__WORK ORDER__
Search the data for "bald". Each line containing it is to be copied.

__DATASET EXCERPTS__
--*--

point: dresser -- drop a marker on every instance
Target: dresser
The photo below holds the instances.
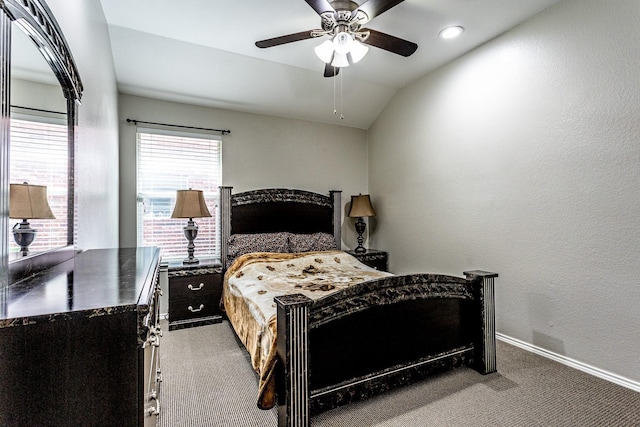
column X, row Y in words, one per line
column 79, row 343
column 194, row 294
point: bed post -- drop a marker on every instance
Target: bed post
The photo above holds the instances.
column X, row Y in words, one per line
column 486, row 356
column 292, row 348
column 336, row 196
column 225, row 223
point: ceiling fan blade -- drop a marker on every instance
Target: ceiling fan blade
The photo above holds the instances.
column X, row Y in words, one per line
column 374, row 8
column 320, row 6
column 289, row 38
column 390, row 43
column 330, row 70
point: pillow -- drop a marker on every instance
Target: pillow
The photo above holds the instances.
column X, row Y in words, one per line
column 240, row 244
column 311, row 242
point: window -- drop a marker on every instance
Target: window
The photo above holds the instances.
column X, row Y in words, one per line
column 170, row 161
column 39, row 155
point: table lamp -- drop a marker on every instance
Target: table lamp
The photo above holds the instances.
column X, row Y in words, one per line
column 190, row 204
column 27, row 202
column 361, row 207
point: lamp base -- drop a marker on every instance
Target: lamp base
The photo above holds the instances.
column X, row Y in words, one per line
column 190, row 232
column 24, row 235
column 360, row 227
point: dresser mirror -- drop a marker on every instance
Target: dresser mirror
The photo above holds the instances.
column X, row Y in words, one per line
column 41, row 84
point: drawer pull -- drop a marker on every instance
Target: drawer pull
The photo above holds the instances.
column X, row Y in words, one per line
column 195, row 310
column 196, row 289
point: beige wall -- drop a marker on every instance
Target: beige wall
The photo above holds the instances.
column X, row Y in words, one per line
column 523, row 158
column 85, row 29
column 261, row 152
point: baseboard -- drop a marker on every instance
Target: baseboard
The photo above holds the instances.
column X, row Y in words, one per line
column 592, row 370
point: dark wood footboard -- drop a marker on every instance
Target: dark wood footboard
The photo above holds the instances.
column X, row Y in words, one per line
column 380, row 335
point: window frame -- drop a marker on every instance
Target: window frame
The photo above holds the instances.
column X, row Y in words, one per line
column 44, row 242
column 207, row 244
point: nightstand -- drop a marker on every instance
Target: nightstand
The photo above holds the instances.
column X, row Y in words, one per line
column 373, row 258
column 194, row 294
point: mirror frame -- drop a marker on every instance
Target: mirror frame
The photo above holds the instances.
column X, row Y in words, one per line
column 37, row 21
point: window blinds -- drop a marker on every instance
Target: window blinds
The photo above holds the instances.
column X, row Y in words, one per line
column 40, row 155
column 169, row 161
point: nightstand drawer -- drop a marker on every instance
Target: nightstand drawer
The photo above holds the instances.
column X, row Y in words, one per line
column 192, row 286
column 192, row 308
column 194, row 295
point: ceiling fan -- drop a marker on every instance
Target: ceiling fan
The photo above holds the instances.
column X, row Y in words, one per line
column 342, row 20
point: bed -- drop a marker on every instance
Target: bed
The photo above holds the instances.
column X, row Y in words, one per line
column 324, row 330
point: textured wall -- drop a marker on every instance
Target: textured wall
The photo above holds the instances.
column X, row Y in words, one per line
column 523, row 158
column 85, row 29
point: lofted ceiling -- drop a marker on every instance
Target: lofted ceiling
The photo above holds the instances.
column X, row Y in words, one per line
column 203, row 52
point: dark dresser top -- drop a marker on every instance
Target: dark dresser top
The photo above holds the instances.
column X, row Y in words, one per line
column 95, row 282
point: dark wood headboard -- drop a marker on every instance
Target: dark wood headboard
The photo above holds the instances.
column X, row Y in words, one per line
column 272, row 210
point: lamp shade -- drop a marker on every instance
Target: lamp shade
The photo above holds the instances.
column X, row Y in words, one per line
column 29, row 202
column 190, row 204
column 361, row 206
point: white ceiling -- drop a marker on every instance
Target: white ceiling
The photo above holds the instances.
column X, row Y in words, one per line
column 202, row 52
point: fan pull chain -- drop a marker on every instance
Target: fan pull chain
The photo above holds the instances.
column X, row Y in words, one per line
column 341, row 103
column 334, row 92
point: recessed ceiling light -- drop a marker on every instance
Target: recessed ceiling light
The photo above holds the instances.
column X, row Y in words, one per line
column 451, row 32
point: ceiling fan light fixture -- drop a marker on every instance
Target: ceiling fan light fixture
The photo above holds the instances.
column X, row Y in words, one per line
column 358, row 51
column 340, row 60
column 325, row 51
column 342, row 43
column 451, row 32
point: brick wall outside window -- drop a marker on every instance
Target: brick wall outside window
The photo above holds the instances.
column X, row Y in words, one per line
column 170, row 161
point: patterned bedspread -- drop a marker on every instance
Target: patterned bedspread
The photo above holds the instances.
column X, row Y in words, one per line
column 255, row 279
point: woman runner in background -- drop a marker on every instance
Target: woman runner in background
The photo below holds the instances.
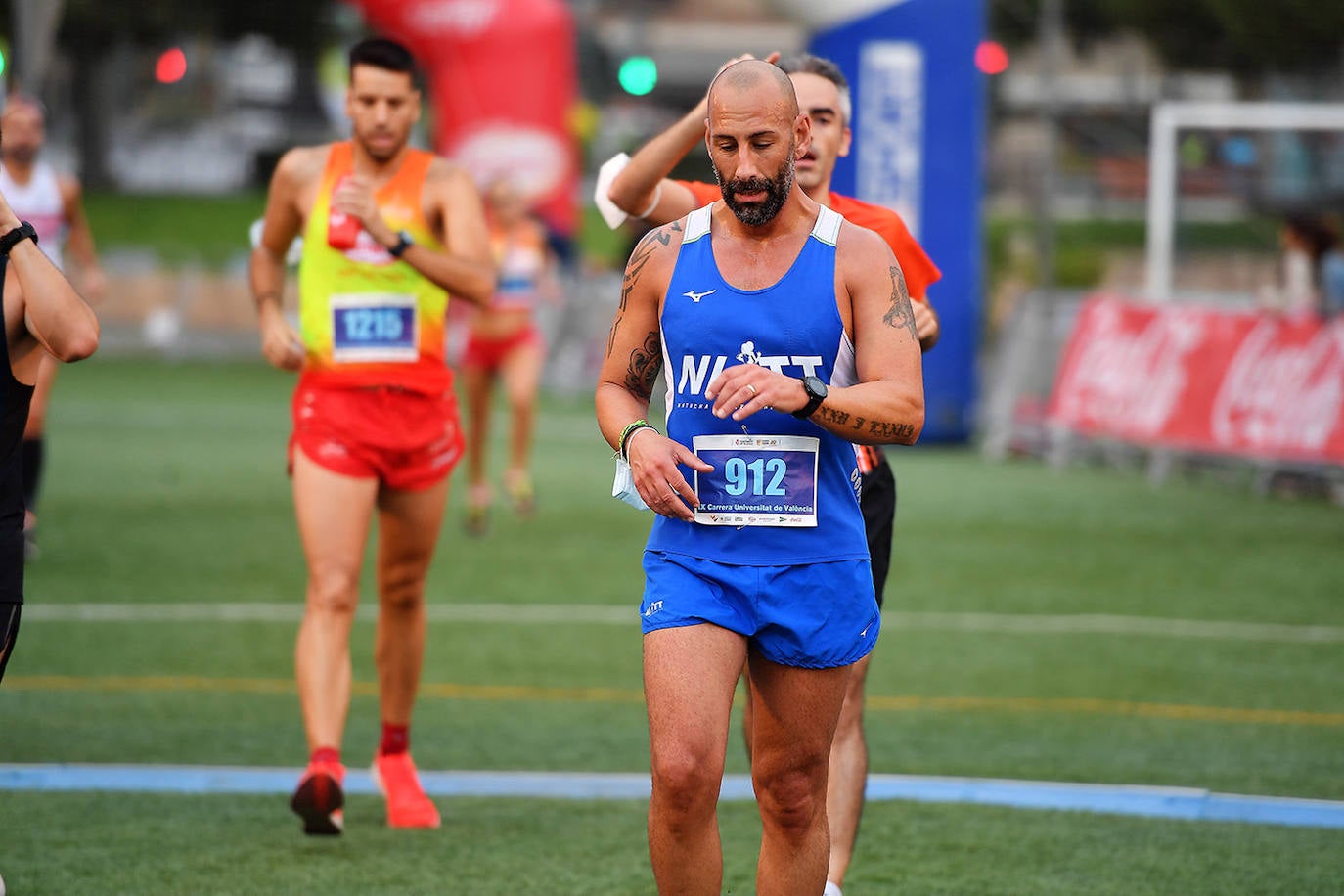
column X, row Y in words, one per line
column 506, row 344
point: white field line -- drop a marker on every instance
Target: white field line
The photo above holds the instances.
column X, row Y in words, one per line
column 609, row 614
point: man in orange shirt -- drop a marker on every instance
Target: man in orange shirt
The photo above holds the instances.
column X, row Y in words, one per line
column 388, row 233
column 643, row 188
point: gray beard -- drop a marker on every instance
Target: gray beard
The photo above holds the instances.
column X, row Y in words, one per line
column 776, row 194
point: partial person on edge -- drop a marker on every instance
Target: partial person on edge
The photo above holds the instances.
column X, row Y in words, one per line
column 43, row 317
column 643, row 186
column 761, row 563
column 54, row 204
column 388, row 233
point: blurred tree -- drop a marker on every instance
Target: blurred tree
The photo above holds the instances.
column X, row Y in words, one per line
column 1243, row 36
column 92, row 29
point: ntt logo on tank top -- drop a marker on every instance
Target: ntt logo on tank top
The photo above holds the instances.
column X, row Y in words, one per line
column 699, row 370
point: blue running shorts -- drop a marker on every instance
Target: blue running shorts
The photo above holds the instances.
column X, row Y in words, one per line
column 819, row 615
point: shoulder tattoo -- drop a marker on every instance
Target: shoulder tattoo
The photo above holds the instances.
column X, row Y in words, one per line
column 901, row 315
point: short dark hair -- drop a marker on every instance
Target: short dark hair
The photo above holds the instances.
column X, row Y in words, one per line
column 384, row 54
column 811, row 65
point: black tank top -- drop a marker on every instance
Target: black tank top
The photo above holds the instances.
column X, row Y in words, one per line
column 14, row 416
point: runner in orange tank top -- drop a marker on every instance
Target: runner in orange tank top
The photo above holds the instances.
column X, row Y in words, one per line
column 506, row 345
column 388, row 233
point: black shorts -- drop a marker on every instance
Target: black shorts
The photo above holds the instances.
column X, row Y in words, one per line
column 8, row 632
column 877, row 501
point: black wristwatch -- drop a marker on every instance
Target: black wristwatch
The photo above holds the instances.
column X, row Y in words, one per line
column 816, row 391
column 23, row 231
column 403, row 242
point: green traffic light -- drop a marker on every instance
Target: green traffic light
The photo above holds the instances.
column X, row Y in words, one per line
column 639, row 75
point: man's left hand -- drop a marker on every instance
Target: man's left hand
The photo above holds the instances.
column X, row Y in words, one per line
column 742, row 389
column 355, row 197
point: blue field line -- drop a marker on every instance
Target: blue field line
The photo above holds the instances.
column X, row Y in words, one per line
column 1122, row 799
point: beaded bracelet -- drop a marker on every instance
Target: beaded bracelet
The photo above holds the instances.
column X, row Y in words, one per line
column 631, row 430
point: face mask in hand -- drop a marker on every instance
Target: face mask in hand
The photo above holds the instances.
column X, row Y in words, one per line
column 622, row 486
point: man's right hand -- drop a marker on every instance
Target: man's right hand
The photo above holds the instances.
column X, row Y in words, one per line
column 280, row 342
column 653, row 468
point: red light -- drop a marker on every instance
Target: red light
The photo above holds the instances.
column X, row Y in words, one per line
column 991, row 58
column 171, row 66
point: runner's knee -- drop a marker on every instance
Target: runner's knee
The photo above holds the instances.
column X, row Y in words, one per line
column 790, row 797
column 334, row 591
column 687, row 782
column 402, row 587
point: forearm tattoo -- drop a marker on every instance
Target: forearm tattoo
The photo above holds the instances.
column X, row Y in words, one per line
column 832, row 416
column 901, row 313
column 646, row 363
column 890, row 430
column 898, row 431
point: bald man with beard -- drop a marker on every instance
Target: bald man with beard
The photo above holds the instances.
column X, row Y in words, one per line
column 790, row 336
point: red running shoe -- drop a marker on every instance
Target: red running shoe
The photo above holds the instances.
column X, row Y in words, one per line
column 408, row 806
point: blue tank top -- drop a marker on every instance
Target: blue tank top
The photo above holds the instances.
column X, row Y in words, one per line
column 784, row 490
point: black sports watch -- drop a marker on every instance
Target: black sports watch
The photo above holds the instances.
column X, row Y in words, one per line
column 816, row 391
column 23, row 231
column 403, row 242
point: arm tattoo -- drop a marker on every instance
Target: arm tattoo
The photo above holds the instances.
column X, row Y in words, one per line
column 639, row 258
column 890, row 430
column 901, row 315
column 832, row 416
column 646, row 363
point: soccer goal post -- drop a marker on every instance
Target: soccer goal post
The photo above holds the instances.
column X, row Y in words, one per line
column 1168, row 118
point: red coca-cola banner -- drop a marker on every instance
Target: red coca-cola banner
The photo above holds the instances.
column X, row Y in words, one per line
column 1203, row 379
column 504, row 79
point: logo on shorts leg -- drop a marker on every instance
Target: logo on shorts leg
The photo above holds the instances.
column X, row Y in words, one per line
column 333, row 449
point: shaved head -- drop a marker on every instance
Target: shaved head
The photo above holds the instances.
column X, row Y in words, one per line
column 757, row 82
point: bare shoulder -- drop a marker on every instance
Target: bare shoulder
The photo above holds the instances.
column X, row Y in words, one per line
column 859, row 246
column 301, row 164
column 448, row 173
column 654, row 255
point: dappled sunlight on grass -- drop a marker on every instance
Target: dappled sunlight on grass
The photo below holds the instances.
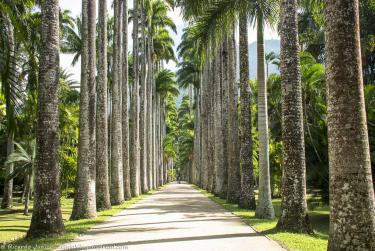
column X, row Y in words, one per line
column 14, row 225
column 319, row 218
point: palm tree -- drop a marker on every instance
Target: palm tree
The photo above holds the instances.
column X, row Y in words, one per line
column 47, row 219
column 270, row 59
column 247, row 183
column 234, row 173
column 134, row 132
column 125, row 101
column 293, row 206
column 85, row 200
column 352, row 221
column 24, row 158
column 8, row 79
column 72, row 40
column 117, row 186
column 263, row 11
column 102, row 186
column 143, row 102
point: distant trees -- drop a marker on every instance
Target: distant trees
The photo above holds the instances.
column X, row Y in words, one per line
column 47, row 219
column 298, row 112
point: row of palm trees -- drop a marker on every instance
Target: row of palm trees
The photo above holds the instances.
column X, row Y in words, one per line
column 117, row 159
column 223, row 154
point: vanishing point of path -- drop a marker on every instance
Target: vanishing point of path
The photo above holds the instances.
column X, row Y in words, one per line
column 176, row 218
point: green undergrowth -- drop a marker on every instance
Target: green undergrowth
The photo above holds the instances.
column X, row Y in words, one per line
column 14, row 226
column 319, row 218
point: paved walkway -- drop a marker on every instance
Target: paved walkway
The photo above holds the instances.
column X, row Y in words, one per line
column 176, row 218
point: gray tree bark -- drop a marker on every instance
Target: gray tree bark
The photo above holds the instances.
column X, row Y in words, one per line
column 294, row 216
column 234, row 174
column 85, row 200
column 125, row 101
column 218, row 133
column 117, row 185
column 102, row 186
column 143, row 105
column 47, row 219
column 225, row 114
column 352, row 213
column 7, row 201
column 247, row 199
column 134, row 132
column 264, row 208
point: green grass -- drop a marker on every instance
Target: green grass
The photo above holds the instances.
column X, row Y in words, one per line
column 14, row 226
column 319, row 218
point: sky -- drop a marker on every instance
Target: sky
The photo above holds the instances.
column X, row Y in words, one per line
column 75, row 7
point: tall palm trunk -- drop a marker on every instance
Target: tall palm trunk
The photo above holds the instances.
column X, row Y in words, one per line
column 352, row 218
column 117, row 185
column 143, row 106
column 265, row 208
column 293, row 206
column 149, row 125
column 102, row 186
column 247, row 179
column 7, row 201
column 211, row 137
column 234, row 174
column 205, row 136
column 218, row 133
column 47, row 219
column 85, row 200
column 225, row 114
column 134, row 150
column 125, row 100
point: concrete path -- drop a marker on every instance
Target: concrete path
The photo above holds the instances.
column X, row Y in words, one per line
column 176, row 218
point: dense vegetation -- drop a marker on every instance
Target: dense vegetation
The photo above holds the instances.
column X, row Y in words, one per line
column 120, row 132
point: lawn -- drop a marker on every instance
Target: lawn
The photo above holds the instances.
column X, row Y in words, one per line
column 319, row 218
column 14, row 225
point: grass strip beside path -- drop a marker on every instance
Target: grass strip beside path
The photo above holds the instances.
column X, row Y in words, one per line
column 319, row 218
column 14, row 226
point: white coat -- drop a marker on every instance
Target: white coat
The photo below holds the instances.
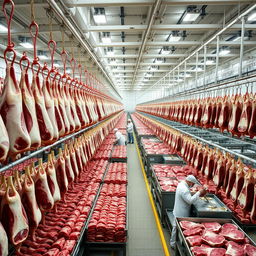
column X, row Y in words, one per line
column 183, row 200
column 120, row 138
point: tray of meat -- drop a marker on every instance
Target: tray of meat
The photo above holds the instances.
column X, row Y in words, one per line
column 208, row 236
column 211, row 206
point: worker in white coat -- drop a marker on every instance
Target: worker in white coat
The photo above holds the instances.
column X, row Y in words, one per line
column 183, row 202
column 120, row 139
column 130, row 131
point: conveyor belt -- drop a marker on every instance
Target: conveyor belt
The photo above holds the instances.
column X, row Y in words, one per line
column 238, row 148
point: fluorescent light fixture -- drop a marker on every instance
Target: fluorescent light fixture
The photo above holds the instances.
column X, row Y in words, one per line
column 191, row 16
column 26, row 45
column 3, row 28
column 99, row 16
column 224, row 52
column 209, row 62
column 174, row 38
column 252, row 17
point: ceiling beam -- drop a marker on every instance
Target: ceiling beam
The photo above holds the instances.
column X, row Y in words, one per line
column 167, row 27
column 178, row 43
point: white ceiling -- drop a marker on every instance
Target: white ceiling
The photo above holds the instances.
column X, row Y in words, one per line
column 133, row 53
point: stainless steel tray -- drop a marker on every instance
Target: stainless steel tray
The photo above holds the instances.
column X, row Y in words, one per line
column 182, row 242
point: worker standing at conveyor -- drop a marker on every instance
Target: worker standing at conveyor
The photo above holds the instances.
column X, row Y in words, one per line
column 120, row 139
column 183, row 202
column 130, row 131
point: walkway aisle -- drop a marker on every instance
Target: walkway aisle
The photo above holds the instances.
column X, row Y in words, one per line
column 143, row 238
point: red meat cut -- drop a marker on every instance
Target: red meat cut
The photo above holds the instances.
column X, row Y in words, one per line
column 213, row 239
column 13, row 215
column 13, row 116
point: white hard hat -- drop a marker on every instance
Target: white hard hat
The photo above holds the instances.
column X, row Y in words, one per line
column 192, row 179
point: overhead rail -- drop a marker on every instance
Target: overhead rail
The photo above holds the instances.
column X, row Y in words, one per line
column 244, row 150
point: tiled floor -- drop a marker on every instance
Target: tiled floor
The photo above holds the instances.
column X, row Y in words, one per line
column 143, row 238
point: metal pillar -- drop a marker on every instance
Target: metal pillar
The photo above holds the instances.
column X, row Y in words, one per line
column 241, row 48
column 217, row 58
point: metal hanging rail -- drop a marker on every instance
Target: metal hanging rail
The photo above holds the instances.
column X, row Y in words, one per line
column 220, row 141
column 43, row 149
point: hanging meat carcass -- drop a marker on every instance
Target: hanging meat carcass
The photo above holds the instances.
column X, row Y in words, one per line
column 13, row 215
column 3, row 242
column 29, row 202
column 44, row 121
column 4, row 141
column 29, row 109
column 13, row 116
column 245, row 198
column 43, row 194
column 245, row 118
column 235, row 115
column 49, row 103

--*--

__SOLUTION TO THE EXERCISE__
point: bald man with beard -- drop a marker on every instance
Target: bald man with beard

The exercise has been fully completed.